Output exactly the lines from the line with "Would you mind pointing out the gun" through the end of the records below. Include nothing else.

(Excerpts of location labeling data)
# # # # # # #

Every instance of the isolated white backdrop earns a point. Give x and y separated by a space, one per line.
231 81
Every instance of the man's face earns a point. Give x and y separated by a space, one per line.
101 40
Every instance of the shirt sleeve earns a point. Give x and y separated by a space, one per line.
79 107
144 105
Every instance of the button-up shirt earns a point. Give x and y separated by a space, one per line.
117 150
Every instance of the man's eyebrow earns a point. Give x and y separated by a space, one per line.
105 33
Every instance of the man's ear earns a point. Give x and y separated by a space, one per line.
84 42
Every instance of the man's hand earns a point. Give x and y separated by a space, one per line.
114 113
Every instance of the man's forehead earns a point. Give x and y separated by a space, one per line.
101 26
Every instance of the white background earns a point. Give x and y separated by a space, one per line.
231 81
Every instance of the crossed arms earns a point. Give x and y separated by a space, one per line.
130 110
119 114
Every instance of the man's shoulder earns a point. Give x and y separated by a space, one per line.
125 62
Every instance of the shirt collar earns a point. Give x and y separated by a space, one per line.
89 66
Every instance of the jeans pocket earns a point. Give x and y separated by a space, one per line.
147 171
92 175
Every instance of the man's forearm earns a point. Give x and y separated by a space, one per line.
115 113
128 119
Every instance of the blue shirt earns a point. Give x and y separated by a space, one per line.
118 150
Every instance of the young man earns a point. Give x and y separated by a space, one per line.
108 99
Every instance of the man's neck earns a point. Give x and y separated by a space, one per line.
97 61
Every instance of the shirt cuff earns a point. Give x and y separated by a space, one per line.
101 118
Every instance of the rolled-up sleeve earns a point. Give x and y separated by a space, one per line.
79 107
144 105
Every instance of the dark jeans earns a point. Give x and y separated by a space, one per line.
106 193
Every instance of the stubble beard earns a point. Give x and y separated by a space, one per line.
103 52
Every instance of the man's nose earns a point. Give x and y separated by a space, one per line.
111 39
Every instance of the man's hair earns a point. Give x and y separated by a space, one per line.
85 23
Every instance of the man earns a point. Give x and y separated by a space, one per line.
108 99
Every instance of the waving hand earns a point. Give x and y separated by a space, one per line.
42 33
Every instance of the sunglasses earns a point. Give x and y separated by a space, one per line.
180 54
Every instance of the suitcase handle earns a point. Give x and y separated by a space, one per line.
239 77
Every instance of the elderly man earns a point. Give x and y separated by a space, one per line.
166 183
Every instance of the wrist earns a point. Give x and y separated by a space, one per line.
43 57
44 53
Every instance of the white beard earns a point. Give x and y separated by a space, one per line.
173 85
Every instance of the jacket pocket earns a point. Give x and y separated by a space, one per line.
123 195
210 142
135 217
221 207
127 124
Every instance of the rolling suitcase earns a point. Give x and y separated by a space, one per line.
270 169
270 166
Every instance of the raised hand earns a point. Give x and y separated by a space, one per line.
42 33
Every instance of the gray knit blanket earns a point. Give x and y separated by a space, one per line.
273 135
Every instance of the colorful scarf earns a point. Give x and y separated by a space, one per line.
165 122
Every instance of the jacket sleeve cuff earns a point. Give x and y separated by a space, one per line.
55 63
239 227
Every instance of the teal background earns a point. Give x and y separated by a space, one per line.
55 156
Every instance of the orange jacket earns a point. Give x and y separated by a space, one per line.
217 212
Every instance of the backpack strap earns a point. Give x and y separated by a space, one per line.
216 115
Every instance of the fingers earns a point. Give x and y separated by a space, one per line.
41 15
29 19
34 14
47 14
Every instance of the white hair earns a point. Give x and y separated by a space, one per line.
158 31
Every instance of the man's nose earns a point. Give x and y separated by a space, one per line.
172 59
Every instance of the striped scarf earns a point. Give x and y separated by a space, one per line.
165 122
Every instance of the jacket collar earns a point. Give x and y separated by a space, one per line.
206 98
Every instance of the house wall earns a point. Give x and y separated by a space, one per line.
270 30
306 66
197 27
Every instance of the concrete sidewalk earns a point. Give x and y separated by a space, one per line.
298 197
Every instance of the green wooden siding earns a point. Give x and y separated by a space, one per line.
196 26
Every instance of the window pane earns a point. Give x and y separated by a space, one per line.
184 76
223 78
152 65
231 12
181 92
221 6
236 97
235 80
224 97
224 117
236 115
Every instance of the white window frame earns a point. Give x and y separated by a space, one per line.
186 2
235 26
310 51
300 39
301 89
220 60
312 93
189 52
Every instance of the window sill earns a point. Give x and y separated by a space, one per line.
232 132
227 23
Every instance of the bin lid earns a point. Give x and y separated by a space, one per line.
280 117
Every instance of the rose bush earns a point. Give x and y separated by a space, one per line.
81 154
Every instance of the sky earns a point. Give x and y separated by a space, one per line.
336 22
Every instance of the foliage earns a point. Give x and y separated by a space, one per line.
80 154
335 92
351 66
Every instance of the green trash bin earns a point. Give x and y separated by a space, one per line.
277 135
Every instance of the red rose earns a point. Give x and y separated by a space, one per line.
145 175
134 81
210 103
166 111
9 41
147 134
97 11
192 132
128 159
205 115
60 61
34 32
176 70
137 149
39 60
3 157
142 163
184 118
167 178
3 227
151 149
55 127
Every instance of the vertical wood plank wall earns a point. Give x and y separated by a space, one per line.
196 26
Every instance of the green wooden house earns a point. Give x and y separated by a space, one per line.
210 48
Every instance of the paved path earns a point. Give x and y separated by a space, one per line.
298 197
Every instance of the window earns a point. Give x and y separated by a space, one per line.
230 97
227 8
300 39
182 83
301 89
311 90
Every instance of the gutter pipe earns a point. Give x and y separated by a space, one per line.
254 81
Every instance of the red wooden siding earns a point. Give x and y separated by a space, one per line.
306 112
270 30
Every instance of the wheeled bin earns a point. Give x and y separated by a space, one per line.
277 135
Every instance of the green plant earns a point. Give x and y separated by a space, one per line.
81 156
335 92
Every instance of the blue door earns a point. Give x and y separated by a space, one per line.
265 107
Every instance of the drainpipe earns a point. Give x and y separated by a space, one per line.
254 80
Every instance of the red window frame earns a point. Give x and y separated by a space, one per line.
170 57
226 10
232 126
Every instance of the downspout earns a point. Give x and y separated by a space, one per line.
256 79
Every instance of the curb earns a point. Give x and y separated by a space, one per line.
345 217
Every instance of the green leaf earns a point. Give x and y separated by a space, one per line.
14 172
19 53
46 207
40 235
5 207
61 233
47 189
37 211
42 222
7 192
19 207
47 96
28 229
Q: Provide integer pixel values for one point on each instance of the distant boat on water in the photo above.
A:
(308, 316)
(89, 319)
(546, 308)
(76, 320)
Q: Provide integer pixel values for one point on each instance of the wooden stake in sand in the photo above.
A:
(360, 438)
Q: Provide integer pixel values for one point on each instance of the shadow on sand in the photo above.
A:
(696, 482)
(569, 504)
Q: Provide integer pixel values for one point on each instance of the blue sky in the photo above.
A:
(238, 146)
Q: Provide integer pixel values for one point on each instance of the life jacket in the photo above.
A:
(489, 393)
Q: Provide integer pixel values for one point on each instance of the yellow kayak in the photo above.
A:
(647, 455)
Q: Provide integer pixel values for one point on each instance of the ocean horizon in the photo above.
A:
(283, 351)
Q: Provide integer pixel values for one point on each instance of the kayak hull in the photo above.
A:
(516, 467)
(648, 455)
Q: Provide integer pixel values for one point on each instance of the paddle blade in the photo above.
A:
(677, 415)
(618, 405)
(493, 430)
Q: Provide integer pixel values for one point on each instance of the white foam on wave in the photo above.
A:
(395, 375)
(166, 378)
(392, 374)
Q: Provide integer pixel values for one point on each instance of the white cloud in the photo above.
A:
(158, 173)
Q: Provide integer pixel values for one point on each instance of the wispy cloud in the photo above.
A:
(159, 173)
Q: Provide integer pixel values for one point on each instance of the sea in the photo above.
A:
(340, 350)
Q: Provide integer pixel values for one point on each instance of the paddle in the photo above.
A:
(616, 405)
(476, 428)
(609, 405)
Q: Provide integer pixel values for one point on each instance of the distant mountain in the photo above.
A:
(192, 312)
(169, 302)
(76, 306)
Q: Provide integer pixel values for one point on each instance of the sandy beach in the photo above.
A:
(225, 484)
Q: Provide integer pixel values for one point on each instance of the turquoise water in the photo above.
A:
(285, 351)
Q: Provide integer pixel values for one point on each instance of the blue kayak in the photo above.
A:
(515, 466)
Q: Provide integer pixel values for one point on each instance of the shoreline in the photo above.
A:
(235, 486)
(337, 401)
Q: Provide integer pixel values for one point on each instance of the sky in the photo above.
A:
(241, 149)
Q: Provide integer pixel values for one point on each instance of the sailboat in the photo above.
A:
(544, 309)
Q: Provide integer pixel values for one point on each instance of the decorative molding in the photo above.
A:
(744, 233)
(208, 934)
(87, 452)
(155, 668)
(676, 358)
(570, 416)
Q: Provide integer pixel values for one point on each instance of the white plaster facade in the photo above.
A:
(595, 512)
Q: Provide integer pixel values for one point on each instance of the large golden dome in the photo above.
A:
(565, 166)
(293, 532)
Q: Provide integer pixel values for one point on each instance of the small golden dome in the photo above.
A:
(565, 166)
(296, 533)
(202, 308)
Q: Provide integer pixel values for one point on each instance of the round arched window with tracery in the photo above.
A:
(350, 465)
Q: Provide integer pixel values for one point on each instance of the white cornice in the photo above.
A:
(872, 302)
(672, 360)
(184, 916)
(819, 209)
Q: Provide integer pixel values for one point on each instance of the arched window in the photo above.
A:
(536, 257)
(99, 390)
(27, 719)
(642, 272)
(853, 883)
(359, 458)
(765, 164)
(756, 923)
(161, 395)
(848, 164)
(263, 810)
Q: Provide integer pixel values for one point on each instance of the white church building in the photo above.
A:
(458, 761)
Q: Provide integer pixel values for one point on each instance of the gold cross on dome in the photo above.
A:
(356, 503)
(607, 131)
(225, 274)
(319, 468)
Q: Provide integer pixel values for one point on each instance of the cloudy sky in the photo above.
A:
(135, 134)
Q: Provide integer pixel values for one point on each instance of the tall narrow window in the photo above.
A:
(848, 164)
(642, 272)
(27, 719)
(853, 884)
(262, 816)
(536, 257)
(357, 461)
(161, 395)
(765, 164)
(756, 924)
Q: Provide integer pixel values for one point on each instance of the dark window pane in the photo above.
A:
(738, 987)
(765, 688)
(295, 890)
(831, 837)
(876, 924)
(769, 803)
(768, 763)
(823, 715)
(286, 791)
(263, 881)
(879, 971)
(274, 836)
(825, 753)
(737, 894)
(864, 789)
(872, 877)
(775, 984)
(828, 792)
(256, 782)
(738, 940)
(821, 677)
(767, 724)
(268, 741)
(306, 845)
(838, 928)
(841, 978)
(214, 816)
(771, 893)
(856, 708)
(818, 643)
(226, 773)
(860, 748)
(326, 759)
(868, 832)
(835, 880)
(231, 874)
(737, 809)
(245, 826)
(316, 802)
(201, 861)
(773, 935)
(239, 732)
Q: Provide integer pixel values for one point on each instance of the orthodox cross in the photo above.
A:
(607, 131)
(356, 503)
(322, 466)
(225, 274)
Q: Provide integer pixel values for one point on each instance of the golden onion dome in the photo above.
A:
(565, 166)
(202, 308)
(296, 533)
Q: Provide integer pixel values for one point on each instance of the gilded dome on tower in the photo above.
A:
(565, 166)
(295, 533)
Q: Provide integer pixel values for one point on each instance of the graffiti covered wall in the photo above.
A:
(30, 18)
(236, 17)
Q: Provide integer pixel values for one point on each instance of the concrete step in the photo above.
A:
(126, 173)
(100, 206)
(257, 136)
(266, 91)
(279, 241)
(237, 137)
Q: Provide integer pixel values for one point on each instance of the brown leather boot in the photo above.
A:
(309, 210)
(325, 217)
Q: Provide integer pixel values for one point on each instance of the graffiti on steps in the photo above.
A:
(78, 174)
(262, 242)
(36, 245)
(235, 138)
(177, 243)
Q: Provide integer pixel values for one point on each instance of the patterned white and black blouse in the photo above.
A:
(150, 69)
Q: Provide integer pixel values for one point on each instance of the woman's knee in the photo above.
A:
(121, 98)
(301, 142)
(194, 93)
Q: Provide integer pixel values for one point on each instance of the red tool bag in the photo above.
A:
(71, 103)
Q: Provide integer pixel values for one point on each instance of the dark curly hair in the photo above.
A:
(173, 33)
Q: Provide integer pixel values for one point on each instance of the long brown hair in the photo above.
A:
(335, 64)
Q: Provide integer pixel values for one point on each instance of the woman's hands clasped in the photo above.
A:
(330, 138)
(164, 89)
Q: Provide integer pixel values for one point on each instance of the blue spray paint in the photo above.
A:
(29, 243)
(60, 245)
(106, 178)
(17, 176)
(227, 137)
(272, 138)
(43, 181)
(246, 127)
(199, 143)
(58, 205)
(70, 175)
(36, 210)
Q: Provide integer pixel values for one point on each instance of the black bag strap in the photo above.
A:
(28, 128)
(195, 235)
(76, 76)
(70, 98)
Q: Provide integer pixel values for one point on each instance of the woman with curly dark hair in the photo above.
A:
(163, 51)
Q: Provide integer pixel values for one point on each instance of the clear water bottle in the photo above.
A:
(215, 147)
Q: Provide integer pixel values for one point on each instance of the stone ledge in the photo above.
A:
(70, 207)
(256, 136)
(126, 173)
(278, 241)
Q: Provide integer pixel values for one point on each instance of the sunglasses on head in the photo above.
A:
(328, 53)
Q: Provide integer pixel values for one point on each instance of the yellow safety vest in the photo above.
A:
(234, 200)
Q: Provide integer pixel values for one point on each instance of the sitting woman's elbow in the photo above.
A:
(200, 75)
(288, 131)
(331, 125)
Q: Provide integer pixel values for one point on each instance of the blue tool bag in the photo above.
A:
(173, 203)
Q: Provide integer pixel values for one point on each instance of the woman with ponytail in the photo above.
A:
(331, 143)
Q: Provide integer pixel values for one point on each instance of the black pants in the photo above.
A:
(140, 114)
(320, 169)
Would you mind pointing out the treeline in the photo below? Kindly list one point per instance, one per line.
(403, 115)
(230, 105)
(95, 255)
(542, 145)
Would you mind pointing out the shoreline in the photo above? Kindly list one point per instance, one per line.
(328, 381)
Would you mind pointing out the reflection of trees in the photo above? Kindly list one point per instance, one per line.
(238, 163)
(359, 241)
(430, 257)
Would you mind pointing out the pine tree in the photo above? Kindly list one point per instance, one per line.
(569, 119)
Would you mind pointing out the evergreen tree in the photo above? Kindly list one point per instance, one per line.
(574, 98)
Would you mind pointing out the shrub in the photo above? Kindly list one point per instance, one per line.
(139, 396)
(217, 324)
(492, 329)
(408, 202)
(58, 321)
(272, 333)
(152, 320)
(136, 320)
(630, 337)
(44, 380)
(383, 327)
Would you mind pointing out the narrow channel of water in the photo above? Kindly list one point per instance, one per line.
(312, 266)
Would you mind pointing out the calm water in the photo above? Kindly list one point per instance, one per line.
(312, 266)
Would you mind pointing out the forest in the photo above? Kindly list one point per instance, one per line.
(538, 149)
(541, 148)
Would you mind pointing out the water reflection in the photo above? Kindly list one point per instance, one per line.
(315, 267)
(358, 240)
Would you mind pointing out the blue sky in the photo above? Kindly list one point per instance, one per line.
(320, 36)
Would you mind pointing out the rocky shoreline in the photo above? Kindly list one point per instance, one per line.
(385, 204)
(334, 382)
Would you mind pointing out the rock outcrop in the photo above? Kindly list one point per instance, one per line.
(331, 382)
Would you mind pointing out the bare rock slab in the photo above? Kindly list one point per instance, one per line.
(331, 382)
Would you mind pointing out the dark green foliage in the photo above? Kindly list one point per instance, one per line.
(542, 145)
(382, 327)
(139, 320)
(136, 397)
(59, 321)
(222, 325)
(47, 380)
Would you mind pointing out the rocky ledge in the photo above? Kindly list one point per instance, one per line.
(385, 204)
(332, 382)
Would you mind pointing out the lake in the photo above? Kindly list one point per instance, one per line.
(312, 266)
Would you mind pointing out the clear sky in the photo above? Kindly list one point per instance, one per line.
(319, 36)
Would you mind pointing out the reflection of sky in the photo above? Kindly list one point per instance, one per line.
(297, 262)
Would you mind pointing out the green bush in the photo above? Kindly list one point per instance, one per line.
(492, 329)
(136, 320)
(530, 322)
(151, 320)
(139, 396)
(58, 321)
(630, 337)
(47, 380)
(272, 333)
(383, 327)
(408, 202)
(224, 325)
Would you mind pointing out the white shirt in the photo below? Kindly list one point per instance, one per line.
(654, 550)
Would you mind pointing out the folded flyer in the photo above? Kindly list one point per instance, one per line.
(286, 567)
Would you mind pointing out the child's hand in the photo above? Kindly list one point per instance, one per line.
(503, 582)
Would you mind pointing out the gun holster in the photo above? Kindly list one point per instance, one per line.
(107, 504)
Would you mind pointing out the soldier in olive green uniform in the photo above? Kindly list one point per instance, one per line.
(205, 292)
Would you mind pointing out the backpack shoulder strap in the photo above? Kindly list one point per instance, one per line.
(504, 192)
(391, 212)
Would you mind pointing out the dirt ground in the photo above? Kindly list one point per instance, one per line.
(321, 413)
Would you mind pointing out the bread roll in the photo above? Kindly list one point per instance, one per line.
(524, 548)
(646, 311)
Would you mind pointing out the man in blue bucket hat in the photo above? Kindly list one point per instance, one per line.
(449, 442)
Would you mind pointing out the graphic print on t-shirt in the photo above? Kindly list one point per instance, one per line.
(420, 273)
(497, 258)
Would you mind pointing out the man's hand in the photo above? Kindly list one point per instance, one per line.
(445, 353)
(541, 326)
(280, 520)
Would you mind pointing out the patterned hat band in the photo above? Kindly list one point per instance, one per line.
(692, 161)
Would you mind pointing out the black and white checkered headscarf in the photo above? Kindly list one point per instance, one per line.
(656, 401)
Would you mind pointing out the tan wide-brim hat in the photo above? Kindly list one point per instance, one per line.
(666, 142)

# # # # # # #

Exercise answer ▸
Would you mind pointing out the gun holster in the photo above? Kindly list one point per instance, one per line.
(107, 504)
Would you mind pointing out the soldier in olive green uniform in the photo above? Kindly list one point per instance, one per line.
(205, 292)
Would you mind pointing out the backpack shoulder strap in the photo above? Kindly list one point per instance, one per line.
(504, 192)
(391, 212)
Would you mind pointing out the dirt ground in the photo above? Kindly list one point per instance, one per line.
(321, 413)
Would you mind pointing out the bread roll in the photo above? Kindly list one point per instance, one per line.
(524, 548)
(646, 311)
Would you mind pointing out the man in blue bucket hat in the photo above? Kindly list one point per instance, one per line.
(449, 442)
Would you mind pointing out the graphic print on t-shirt in the photo above? Kindly list one point per instance, one per line.
(420, 273)
(497, 258)
Would you mind pointing out the man's hand in the photo above? Kindly list one point per instance, one per line.
(445, 353)
(541, 326)
(280, 520)
Would you mind pointing out the patterned hat band in the photo above? Kindly list one point per instance, one per line.
(692, 161)
Would you mind pointing out the black and white checkered headscarf in the photo above? Kindly list one point per instance, one per line.
(656, 401)
Would you mind pointing out the tan wide-brim hat in the photo above? Kindly list one point per instance, one per line.
(666, 142)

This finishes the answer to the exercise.